Question

Find the number of different arrangements of the letters in each word.
MANHATTAN if the word MAN must appear in the arrangement

Answer 1

Hoot! You just asked your first question! Hang tight while I find people to answer it for you. You can thank people who give you good answers by clicking the 'Good Answer' button on the right!

Answer 2

7!/(2!*2!)

Answer 3

is that so?no more conditions?

Answer 4

my attempt at this was (1*3*2) * 6! / (3! * 2!)

Answer 5

note:the dividing factorials are for the repitions of individual letters in the arrabgement

Answer 6

where do you get the 7! from?

Answer 7

take "MAN" as one unit (letter ) since we know we can't break that up .i.e it must exist in the final answer then the answer is simply the number permutations.
correction:7!/(3!*2!*2!)

Answer 8

u can arrange 7 letters in 7! ways, the 3 letters of MAN in 3! ways and since arrangements of TT and AA are same so divide by 2!*2! But since MAN should appear as arranged ie A after M and N after A...so we take only one arrangement..and so the answer is 7!/(2!*2!)

Answer 9

no, the relative permutation of "man" cannot be changed.

Answer 10

but there are several possibilities of A and N in the M.A.N. combination
so wouldn't it be 1*3*2 * (6! [the rest of the letters including the extra A's and N's)

Answer 11

that fact leads to the dividing factorials ,but the 3! comes from the fact that there are 3 a's and not that there are 3 alphabets in "man"

Answer 12

druvidfae is wrong..

Answer 13

i just don't get why MAN is assumed to be 1 letter
there's 1 possibly for M and then 3 a's and 2n's
so can't it be 1M 1A 1N
1M 1A 2N
etc.
why isn't it (1*3*2) for the individual possibilities of MAN combinations

Answer 14

see u need MAN to be dere in any arrangement..so it will help if we take it as one letter.

◇ ◇ ◇

__Task 1__
Write out the part of the MANHATTAN thread that begins at the words "no, the relative" and stops after "druvidfae is wrong..", swapping "relative permutation" for "relative order".
__Task 2__
Extend the MANHATTAN thread past its last reply.
The data after this has no connection to the MANHATTAN thread.

__Data shown__

◇ ◇ ◇

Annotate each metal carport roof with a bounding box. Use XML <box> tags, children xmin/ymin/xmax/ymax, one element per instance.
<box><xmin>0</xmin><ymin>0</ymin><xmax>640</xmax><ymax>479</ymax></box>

◇ ◇ ◇

__Output 1__
no, the relative order of "man" cannot be changed.

Answer 10

but there are several possibilities of A and N in the M.A.N. combination
so wouldn't it be 1*3*2 * (6! [the rest of the letters including the extra A's and N's)

Answer 11

that fact leads to the dividing factorials ,but the 3! comes from the fact that there are 3 a's and not that there are 3 alphabets in "man"

Answer 12

druvidfae is wrong..

__Output 2__
Answer 15

so how would you find the number of different arrangements
with no restrictions
and given the problem: MANHATTAN?

Answer 16

u need MAN to appear as M-A-N! lol :D
I mean u r not allowing ANM or MNA or NAM

Answer 17

9!/(2!3!2!)

Answer 18

i replied tat for no restrictions case..

Answer 19

so then with this restriction it would be... 7!/(3!2!2!)
with 3! accounting for a's, 2! accounting for n's and t's?

Answer 20

no when u r counting with the given restriction u cant permute the letters of MAN..understood?
Use it as another letter which is not there in thee word..like Z..so ur given problem becomes: permute Zhattan

Answer 21

U cant play with the letters of MAN since they need to be arranged..when u account for them as u said then MAN will not appear as MAN in all ur arrangements...

Answer 22

oh okay that makes sense when you change it to a different letter

Answer 23

yah..but u must understand the deep meaning also...why we change it to a different letter!

Answer 24

Cause when account for a's and n's of MAN (which u replied in a post) then u get some arrangements as:
MANHATTAN
NAMHATTAN
HATTAMNAN....
but u want MAN as M-A-N not other arrangements..so u keep that fixed and take Z

Answer 25

because you want the combination M A N to be there in any arrangement so you should assume its one letter to make it a fixed solution?

Answer 26

yups..u got it!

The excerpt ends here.